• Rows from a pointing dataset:
-- begin --

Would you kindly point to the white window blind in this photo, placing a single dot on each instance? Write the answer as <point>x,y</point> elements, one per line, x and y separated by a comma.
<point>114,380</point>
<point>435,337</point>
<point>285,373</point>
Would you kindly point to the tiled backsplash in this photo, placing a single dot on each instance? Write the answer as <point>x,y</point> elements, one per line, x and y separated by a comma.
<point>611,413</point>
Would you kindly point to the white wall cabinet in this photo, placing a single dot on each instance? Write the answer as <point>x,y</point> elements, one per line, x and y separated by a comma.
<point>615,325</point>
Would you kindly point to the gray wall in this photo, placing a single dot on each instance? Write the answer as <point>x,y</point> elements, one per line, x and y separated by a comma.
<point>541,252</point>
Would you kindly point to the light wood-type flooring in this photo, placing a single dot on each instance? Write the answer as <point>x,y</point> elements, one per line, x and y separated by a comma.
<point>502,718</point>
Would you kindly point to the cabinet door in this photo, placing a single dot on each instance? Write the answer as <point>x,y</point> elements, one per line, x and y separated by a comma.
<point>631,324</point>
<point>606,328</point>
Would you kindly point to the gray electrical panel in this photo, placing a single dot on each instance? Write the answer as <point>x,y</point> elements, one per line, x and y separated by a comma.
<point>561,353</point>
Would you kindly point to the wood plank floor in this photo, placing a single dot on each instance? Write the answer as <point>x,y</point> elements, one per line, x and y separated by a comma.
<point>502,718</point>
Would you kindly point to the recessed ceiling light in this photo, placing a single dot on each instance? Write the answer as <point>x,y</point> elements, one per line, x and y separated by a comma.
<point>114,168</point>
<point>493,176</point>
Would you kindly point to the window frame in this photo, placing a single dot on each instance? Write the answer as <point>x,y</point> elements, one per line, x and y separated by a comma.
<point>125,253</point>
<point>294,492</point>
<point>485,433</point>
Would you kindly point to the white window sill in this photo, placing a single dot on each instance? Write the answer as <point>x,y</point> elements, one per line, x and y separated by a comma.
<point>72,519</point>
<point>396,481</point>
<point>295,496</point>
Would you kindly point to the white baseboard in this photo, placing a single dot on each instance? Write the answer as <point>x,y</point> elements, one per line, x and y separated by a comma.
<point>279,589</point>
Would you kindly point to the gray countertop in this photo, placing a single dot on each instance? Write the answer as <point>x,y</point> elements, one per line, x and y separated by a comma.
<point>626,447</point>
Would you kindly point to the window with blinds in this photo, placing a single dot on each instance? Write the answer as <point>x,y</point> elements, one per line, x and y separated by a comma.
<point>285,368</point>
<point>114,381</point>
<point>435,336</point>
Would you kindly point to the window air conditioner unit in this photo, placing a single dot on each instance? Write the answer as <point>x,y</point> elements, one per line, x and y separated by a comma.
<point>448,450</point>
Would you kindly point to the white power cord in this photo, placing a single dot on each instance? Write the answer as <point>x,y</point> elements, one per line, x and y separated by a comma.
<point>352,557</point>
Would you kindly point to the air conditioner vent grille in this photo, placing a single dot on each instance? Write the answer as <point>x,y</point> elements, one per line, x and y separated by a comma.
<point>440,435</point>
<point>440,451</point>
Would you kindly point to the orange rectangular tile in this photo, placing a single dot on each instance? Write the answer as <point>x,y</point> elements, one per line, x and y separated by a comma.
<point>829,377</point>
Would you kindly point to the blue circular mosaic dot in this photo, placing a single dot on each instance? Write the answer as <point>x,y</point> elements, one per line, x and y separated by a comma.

-- end --

Copy every one of the entries above character for character, with nothing left out and nothing changed.

• SOLUTION FOR THIS PROBLEM:
Would you kindly point to the white window blind in this photo, placing a single dot on each instance? Write the answer as <point>x,y</point> elements, one per line, x and y separated by a comma.
<point>114,380</point>
<point>435,337</point>
<point>285,373</point>
Would you kindly point to the tiled backsplash in this photo, placing a single dot on each instance? Write the answer as <point>x,y</point> elements, one per line, x and y separated by a comma.
<point>611,413</point>
Would you kindly point to the white wall cabinet in this photo, placing a single dot on each instance? Write the answer as <point>x,y</point> elements, one per line, x and y separated by a comma.
<point>615,325</point>
Would you kindly point to the gray wall in this photo, placing a single dot on each instance? Write the answer as <point>x,y</point> elements, one per line, x and y separated by a comma.
<point>541,252</point>
Would you kindly point to the light wood-type flooring in this photo, placing a single dot on each instance? Write the answer as <point>x,y</point> elements, one per line, x and y separated by a comma.
<point>502,718</point>
Would you kindly point to the cabinet door in this photo, placing a single dot on each instance? Write the answer as <point>x,y</point> elements, one per line, x and y separated by a comma.
<point>631,324</point>
<point>606,328</point>
Would you kindly point to the gray electrical panel in this photo, placing a single dot on each instance? Write the answer as <point>x,y</point> elements, one per line, x and y separated by a comma.
<point>561,353</point>
Would you kindly point to the wood plank floor in this photo, placing a single dot on each instance? Write the answer as <point>x,y</point> elements, one per line, x and y separated by a comma.
<point>502,718</point>
Would you kindly point to the recessed ceiling light in this photo, placing a single dot on each instance? Write the answer as <point>x,y</point> elements, one per line, x and y separated by a comma.
<point>114,168</point>
<point>493,176</point>
Would you kindly point to the window frame in this photo, placing a single dot on each instance? Write the answer as <point>x,y</point> elements, one per line, x and y separated by a comma.
<point>125,253</point>
<point>294,492</point>
<point>485,433</point>
Would you kindly point to the white window sill in this photo, placing a single dot on each instance? Write the answer as <point>x,y</point> elements, one per line, x and y separated by a comma.
<point>72,519</point>
<point>396,481</point>
<point>295,496</point>
Would you kindly point to the white baseboard in this photo, placing a single dot on each instance? Write the answer as <point>x,y</point> elements, one per line, x and y separated by a comma.
<point>279,589</point>
Would you kindly point to the gray countertop in this photo, placing a single dot on each instance? Write the answer as <point>x,y</point> elements, one per line, x and y separated by a comma.
<point>626,447</point>
Would you kindly point to the window with blinds in this photo, placing a single dot on each instance? Write the answer as <point>x,y</point> elements, one per line, x and y separated by a comma.
<point>285,368</point>
<point>114,381</point>
<point>435,336</point>
Would you kindly point to the window air conditioner unit in this photo, placing a single dot on each instance? Write the answer as <point>x,y</point> elements, one per line, x and y separated by a comma.
<point>448,450</point>
Would you kindly point to the white power cord in this photo, placing a single dot on each instance? Write the answer as <point>x,y</point> elements, one per line, x and y separated by a comma.
<point>352,557</point>
Would you kindly point to the air conditioner vent grille in this photo, placing a single dot on each instance? Write the answer as <point>x,y</point> elements, one per line, x and y separated by a comma.
<point>440,435</point>
<point>440,451</point>
Would you kindly point to the orange rectangular tile in this photo, placing a single dot on each instance? Write the answer as <point>x,y</point> elements, one per line, x and y separated by a comma.
<point>829,377</point>
Would you kindly point to the blue circular mosaic dot in this photo, placing a single dot on each instance? Write the answer as <point>x,y</point> elements, one per line, x and y separated by a comma.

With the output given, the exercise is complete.